[EXERCISE TASK 1]: In the cycling sprint excerpt, what maximum output did Gaviria hit when he surged ahead of Sagan on stage two of the 2018 Tour de Suisse?

[SELECTION]:
** Begin **
Sam Bennett and Elia Viviani sprint on stage seven of the 2018 Giro d'Italia (Sunada)
(Image credit: Yuzuru SUNADA)

Viviani's team-mate Fernando Gaviria was also pushing out some big numbers before his Tour de France debut, beating world champion Peter Sagan (Bora-Hansgrohe) on stage two of the 2018 Tour de Suisse.

The Colombian surged ahead of Sagan with a 1,200w effort for 22 seconds, hitting a maximum output of 1,440w.

Three-time world champion Sagan didn't feature in the list year as a winner, but his power numbers for stage three of the Tour de Suisse (1,070w average, 1,420w max) weren't enough to catch Sonny Colbrelli (Bahrain-Merida) who took the victory.

Sonny Colbrelli out-sprints Fernando Gaviria and Peter Sagan (Photo by Tim de Waele/Getty Images)
(Image credit: Tim de Waele/Getty Images)

Sagan started his sprint further back and actually put out bigger numbers than Colbrelli (1,050w average, 1,190w max), but was unable to get ahead of the Italian before the line as he found himself boxed in. It was second place Gaviria though - who beat Sagan to third - that put out the best stats, averaging 1,130w with a maximum of 1,380w as he hit 63.2kmh compared to Colbrelli's 63kmh.

Unfortunately the data doesn't cover all races in the calendar, but gives a glimpse of some of the amazing power numbers that the world's top professionals are able to pump out.
** End **
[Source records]
** Begin **
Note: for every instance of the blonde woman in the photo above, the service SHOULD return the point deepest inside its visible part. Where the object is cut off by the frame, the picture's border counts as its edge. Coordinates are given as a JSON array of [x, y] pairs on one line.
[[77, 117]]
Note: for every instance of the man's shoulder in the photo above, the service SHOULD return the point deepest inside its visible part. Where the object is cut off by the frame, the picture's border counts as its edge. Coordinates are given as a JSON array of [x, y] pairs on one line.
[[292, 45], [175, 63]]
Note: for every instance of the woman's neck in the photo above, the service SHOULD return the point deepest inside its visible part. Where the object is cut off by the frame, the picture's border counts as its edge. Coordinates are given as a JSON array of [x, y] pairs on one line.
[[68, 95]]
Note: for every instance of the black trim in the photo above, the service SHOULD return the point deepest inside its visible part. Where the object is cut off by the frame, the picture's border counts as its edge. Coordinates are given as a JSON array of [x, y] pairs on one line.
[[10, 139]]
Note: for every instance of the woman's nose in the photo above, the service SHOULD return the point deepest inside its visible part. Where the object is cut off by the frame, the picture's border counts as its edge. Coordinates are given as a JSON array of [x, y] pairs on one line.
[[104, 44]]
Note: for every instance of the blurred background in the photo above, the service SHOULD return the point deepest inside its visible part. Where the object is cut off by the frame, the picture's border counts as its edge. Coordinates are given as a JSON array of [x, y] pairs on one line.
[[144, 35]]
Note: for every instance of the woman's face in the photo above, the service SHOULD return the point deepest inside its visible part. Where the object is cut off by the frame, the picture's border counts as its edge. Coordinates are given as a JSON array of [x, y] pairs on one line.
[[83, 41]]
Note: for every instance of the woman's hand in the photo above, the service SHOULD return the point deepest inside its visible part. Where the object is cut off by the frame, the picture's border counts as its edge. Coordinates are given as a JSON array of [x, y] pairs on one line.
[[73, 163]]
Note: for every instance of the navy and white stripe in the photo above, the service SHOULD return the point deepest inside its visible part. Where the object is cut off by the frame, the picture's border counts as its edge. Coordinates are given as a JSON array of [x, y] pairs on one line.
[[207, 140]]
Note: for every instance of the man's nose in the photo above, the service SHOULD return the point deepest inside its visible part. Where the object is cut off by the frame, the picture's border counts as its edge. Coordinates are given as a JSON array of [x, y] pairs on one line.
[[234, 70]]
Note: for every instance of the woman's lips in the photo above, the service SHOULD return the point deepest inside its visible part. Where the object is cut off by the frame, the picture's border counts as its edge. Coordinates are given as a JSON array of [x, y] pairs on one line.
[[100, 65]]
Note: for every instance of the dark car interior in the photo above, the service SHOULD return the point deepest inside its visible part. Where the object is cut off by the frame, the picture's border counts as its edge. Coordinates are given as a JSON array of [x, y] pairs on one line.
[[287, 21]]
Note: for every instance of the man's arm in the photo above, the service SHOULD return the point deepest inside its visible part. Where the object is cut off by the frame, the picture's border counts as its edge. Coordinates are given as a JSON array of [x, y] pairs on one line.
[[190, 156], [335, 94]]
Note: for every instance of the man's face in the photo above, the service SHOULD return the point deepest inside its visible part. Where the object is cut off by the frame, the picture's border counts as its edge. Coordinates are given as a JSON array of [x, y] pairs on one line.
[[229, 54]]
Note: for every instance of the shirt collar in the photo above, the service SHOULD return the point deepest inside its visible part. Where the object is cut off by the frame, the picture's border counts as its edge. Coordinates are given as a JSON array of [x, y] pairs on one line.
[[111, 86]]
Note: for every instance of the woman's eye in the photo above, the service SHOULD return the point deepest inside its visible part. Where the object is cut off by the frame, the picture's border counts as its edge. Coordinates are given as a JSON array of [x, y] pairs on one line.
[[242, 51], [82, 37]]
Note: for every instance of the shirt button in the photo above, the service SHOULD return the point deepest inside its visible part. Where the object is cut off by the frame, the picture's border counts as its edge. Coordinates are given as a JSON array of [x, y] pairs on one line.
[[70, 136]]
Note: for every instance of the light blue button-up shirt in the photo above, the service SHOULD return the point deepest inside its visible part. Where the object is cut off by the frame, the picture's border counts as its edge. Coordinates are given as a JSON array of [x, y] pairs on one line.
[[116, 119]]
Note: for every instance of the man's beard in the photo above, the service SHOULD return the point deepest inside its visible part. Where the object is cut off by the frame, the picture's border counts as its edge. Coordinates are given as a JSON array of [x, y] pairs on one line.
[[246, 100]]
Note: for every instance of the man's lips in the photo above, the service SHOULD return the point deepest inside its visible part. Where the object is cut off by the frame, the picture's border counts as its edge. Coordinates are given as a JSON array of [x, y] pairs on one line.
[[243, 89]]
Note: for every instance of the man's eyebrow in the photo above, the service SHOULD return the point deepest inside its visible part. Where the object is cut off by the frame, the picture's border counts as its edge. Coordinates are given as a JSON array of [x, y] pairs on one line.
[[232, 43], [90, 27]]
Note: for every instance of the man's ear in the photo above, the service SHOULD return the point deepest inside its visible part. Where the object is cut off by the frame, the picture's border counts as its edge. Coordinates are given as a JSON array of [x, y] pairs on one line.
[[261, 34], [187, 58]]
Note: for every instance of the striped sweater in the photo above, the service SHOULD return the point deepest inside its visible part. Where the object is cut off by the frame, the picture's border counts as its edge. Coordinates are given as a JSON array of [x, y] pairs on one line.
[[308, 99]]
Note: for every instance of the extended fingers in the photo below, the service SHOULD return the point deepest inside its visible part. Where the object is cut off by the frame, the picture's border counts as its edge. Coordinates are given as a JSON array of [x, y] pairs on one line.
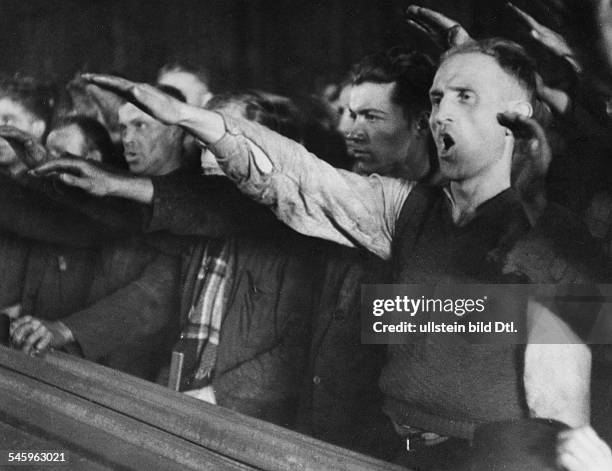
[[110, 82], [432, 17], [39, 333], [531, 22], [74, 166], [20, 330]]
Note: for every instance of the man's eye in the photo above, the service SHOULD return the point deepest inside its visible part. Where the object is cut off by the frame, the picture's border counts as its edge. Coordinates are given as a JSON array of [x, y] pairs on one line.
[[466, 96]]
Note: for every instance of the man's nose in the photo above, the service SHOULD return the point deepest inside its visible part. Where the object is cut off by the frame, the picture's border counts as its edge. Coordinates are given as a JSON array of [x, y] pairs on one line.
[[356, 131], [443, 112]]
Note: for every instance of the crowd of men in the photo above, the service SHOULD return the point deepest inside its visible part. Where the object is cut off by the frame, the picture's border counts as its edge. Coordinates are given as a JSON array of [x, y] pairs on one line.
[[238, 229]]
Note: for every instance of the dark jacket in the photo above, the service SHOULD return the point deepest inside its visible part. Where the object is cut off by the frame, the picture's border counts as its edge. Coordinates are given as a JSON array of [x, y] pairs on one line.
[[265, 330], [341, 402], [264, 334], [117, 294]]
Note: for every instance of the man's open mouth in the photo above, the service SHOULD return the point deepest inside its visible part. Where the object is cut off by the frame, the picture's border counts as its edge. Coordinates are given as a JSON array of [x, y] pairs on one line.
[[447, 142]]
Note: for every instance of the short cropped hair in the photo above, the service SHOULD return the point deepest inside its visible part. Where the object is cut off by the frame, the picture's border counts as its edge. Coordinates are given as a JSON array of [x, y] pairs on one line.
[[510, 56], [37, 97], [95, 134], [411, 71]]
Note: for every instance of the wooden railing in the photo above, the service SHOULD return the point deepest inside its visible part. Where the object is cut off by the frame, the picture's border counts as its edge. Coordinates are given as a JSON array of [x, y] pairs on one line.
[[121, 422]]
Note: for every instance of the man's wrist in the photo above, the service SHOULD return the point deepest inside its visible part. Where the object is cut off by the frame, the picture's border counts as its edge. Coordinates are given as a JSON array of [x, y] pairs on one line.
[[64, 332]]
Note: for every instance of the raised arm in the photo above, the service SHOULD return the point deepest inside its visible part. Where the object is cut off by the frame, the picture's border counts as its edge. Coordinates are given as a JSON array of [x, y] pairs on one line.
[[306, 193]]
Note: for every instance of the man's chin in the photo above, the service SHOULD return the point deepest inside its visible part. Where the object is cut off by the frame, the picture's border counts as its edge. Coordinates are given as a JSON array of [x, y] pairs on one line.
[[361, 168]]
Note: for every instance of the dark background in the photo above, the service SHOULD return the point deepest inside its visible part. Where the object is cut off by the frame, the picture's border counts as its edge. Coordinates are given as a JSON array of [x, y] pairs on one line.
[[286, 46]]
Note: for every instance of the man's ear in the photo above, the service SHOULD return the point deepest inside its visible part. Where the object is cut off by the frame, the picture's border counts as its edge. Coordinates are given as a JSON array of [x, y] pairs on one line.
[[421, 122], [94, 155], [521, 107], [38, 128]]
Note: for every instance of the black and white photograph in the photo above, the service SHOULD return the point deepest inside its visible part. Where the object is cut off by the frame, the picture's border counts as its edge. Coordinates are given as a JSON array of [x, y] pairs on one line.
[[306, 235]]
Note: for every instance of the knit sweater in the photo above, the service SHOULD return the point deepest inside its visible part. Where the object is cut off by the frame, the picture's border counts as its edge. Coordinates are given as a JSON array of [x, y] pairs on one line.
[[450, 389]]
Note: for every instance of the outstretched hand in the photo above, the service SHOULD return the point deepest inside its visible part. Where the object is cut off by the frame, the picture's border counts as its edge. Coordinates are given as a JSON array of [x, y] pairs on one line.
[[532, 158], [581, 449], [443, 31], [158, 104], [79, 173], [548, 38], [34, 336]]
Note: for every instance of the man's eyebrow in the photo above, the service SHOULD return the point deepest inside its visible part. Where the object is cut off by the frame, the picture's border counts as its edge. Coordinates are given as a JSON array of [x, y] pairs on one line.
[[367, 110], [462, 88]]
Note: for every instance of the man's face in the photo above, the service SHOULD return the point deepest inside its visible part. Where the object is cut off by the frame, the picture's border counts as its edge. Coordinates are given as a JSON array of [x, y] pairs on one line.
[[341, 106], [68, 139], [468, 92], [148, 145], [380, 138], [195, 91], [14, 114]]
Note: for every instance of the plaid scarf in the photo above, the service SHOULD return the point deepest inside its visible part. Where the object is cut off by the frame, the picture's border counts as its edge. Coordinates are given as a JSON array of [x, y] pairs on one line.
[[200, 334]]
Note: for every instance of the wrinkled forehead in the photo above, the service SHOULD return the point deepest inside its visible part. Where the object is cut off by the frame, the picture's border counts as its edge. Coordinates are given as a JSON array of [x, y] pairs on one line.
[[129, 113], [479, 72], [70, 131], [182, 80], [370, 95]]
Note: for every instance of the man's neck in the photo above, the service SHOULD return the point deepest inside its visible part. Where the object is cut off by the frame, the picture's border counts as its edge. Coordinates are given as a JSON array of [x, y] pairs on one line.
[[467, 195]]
** End **
[EXERCISE TASK 2]: Print the part of the records that opens with the line containing "Note: for every instance of the woman's hand" and closes with the line containing "[[73, 163]]", including both of those lines.

[RESPONSE 1]: 1,440w

[RESPONSE 2]:
Note: for every instance of the woman's hand in the photo above, the service SHOULD return the point deepest inside its visible part. Where the object is cut off by the frame, the picture's border counts as its edge. Coordinates are given as a JSON array of [x, y] pairs on one line.
[[73, 163]]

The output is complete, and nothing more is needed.